Blog Roberta Palusińskiego - psychoterapeuty, facylitatora, coach'a pracującego metodami Psychologii Zorientowanej na Proces z jednostkami, parami, rodzinami i grupami oraz szkolenia i konsulting z zarządzania projektami metodą "Dragon Dreaming" ( www.dragondreaming.pl ) !
środa, 26 września 2018
Tożsamość osobowa
"Ego" - czyli ta tożsamość, z którą się najbardziej utożsamiamy w codziennym życiu (w ujęciu jungowskim) jest tylko jednym z licznych kompleksów. Może najtrwalszym.
Rdzeniem i osią (grawitacyjnym centrum) każdego z kompleksów jest archetyp.
A w przypadku ego jest to Jaźń.
Problem (i nieszczęście) polega na tym, że "ego" o tym nie wie.
Ten, bądź inny kompleks "opętuje" świadomość, która się w danym momencie z nim utożsamia - jakby zassana grawitacją kompleksu nie będąc nim jednakże.
Czasami ta grawitacja ma moc czarnej dziury.
Najbardziej utożsamiamy się z kompleksem "ego".
Jednak tożsamość człowieka podróżuje zygzakowatą drogą kompleksów, a mapą tej podróży są sny.
Analizując sny oraz codzienne życie zaczynamy dostrzegać jaka to podróż oraz zyskujemy wgląd mówiący, że nie jesteśmy nigdy tylko jednym z tych kompleksów, włącznie z pozornie najbardziej oczywistym "ego".

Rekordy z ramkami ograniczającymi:
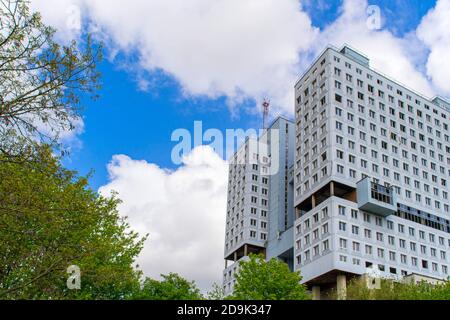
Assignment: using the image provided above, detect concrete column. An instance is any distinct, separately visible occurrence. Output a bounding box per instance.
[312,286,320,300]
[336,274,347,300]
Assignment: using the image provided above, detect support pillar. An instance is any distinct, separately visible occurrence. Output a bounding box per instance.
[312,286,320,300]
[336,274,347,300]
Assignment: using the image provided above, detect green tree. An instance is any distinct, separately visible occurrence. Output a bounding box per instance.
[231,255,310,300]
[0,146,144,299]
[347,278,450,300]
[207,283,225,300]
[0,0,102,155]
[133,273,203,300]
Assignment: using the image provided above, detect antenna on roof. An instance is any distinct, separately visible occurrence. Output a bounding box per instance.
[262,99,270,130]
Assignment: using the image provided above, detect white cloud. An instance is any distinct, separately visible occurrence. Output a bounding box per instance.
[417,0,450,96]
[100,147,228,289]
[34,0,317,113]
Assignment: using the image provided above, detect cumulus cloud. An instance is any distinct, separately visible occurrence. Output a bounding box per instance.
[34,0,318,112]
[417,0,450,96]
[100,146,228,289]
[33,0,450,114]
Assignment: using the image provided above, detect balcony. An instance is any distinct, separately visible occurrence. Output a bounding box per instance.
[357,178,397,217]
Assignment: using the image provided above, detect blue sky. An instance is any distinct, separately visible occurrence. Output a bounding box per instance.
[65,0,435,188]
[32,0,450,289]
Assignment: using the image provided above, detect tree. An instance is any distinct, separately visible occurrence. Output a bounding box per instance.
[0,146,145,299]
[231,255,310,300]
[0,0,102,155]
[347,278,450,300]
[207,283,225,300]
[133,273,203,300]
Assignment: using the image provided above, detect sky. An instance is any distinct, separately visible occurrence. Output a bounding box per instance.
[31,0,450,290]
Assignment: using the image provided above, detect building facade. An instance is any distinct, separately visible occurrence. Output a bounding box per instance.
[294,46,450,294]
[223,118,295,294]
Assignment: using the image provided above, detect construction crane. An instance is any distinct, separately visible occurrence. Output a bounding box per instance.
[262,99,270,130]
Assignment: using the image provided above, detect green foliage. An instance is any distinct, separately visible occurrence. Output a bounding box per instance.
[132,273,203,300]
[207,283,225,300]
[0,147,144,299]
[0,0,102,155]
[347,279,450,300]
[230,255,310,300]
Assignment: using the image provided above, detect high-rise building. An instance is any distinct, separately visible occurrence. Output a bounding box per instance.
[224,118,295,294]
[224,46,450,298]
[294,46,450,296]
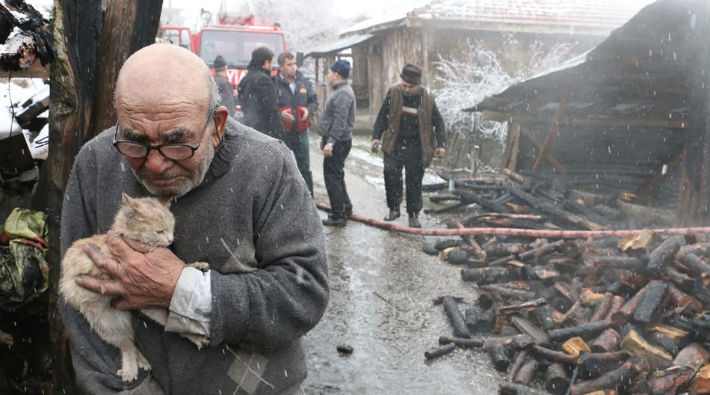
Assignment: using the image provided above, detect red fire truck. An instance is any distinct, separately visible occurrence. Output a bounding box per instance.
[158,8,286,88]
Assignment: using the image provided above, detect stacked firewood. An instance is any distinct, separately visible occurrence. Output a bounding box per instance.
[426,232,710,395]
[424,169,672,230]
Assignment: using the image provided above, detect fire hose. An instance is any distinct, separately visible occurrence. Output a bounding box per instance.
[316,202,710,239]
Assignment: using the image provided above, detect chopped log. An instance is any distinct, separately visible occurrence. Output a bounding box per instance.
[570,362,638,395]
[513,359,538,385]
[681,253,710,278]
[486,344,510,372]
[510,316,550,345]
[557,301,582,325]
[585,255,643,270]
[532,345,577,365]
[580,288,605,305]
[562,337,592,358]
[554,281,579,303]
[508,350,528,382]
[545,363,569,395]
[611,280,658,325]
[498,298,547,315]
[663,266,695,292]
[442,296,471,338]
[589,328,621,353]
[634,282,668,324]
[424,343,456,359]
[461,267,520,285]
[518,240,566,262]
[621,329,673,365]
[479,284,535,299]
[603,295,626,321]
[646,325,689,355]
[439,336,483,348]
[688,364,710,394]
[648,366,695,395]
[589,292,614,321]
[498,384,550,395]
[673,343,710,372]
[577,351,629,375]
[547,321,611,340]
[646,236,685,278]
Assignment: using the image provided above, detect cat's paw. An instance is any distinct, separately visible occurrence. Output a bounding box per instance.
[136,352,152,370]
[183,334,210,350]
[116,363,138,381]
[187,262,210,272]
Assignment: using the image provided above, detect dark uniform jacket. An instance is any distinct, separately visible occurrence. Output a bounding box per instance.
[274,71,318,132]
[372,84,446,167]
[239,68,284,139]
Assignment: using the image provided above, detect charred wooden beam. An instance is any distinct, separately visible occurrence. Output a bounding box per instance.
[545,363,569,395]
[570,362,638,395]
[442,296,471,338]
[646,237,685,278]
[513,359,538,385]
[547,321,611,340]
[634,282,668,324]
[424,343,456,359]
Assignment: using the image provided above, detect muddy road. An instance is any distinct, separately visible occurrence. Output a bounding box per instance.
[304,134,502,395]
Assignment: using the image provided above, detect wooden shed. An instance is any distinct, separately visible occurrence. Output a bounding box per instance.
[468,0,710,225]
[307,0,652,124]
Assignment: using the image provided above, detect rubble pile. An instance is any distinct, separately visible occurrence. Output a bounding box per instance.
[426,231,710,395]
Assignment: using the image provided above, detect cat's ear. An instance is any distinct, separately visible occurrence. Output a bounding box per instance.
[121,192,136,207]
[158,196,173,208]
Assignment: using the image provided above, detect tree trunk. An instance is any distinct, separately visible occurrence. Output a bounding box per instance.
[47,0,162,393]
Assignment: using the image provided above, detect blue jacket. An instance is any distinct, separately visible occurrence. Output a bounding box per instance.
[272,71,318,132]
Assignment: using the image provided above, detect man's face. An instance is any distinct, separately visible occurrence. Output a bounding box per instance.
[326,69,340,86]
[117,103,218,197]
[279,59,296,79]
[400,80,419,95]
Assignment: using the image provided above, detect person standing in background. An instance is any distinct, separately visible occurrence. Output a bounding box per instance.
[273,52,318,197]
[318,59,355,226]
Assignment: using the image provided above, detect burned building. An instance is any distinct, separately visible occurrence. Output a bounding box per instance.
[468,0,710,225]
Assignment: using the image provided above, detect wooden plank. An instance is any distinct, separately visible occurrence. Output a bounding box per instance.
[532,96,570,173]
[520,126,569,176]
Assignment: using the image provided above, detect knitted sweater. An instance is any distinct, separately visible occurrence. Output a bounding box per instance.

==

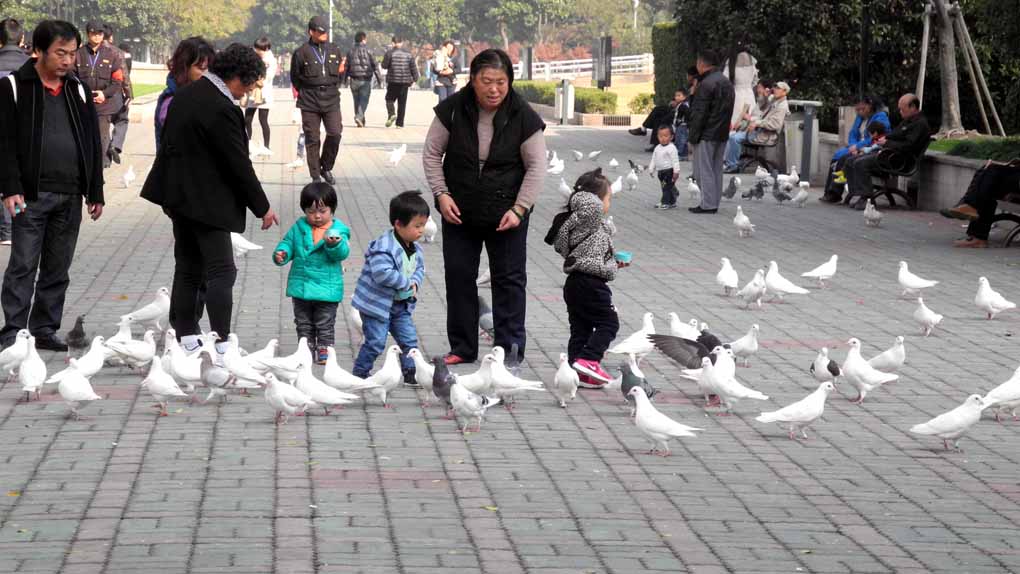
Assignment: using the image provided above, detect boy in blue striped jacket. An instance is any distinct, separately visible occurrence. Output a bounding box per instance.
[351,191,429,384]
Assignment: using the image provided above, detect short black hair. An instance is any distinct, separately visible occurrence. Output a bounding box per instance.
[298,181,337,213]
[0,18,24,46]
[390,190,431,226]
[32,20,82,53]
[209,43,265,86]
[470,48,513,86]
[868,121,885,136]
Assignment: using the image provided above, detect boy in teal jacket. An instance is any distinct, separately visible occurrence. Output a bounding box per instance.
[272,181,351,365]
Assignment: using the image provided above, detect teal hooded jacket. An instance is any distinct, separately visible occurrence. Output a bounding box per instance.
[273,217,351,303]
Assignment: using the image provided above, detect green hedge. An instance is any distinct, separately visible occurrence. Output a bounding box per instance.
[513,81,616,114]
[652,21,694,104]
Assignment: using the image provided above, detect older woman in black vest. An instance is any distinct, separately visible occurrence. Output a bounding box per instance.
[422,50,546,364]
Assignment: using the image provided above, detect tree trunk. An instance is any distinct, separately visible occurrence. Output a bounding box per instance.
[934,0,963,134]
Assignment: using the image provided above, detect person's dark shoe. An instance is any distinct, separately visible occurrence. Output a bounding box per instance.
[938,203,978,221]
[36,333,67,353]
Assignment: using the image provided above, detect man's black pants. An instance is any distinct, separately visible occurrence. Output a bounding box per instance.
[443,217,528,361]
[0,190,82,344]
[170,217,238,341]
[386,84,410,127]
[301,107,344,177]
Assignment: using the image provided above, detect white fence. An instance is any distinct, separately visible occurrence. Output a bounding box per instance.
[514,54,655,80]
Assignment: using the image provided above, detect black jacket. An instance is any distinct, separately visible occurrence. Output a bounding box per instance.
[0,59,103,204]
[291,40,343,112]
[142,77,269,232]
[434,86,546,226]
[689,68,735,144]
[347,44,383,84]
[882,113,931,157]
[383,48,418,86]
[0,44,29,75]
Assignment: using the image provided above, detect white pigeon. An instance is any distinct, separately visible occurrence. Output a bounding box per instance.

---

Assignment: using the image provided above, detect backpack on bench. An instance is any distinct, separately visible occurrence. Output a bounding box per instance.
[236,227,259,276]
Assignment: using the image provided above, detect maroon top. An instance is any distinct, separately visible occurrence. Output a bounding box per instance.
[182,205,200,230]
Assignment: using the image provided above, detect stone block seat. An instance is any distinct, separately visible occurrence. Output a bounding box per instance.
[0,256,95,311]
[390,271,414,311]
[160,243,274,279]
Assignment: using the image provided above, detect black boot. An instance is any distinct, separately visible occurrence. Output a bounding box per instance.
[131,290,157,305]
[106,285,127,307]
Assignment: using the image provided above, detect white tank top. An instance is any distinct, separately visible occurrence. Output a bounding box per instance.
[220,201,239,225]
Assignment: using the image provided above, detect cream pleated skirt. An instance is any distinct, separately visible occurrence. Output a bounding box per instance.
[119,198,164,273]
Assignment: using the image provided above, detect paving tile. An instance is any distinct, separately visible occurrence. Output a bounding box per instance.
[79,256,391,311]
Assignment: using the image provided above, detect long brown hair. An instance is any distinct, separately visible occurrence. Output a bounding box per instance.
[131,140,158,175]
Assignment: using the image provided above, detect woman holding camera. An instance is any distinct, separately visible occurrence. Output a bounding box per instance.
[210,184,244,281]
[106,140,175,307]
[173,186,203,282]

▶ Treść zadania
Przytocz ponownie w całości fragment o tożsamości osobowej, bez żadnych zmian.

▶ Rozwiązanie zadania
Blog Roberta Palusińskiego - psychoterapeuty, facylitatora, coach'a pracującego metodami Psychologii Zorientowanej na Proces z jednostkami, parami, rodzinami i grupami oraz szkolenia i konsulting z zarządzania projektami metodą "Dragon Dreaming" ( www.dragondreaming.pl ) !
środa, 26 września 2018
Tożsamość osobowa
"Ego" - czyli ta tożsamość, z którą się najbardziej utożsamiamy w codziennym życiu (w ujęciu jungowskim) jest tylko jednym z licznych kompleksów. Może najtrwalszym.
Rdzeniem i osią (grawitacyjnym centrum) każdego z kompleksów jest archetyp.
A w przypadku ego jest to Jaźń.
Problem (i nieszczęście) polega na tym, że "ego" o tym nie wie.
Ten, bądź inny kompleks "opętuje" świadomość, która się w danym momencie z nim utożsamia - jakby zassana grawitacją kompleksu nie będąc nim jednakże.
Czasami ta grawitacja ma moc czarnej dziury.
Najbardziej utożsamiamy się z kompleksem "ego".
Jednak tożsamość człowieka podróżuje zygzakowatą drogą kompleksów, a mapą tej podróży są sny.
Analizując sny oraz codzienne życie zaczynamy dostrzegać jaka to podróż oraz zyskujemy wgląd mówiący, że nie jesteśmy nigdy tylko jednym z tych kompleksów, włącznie z pozornie najbardziej oczywistym "ego".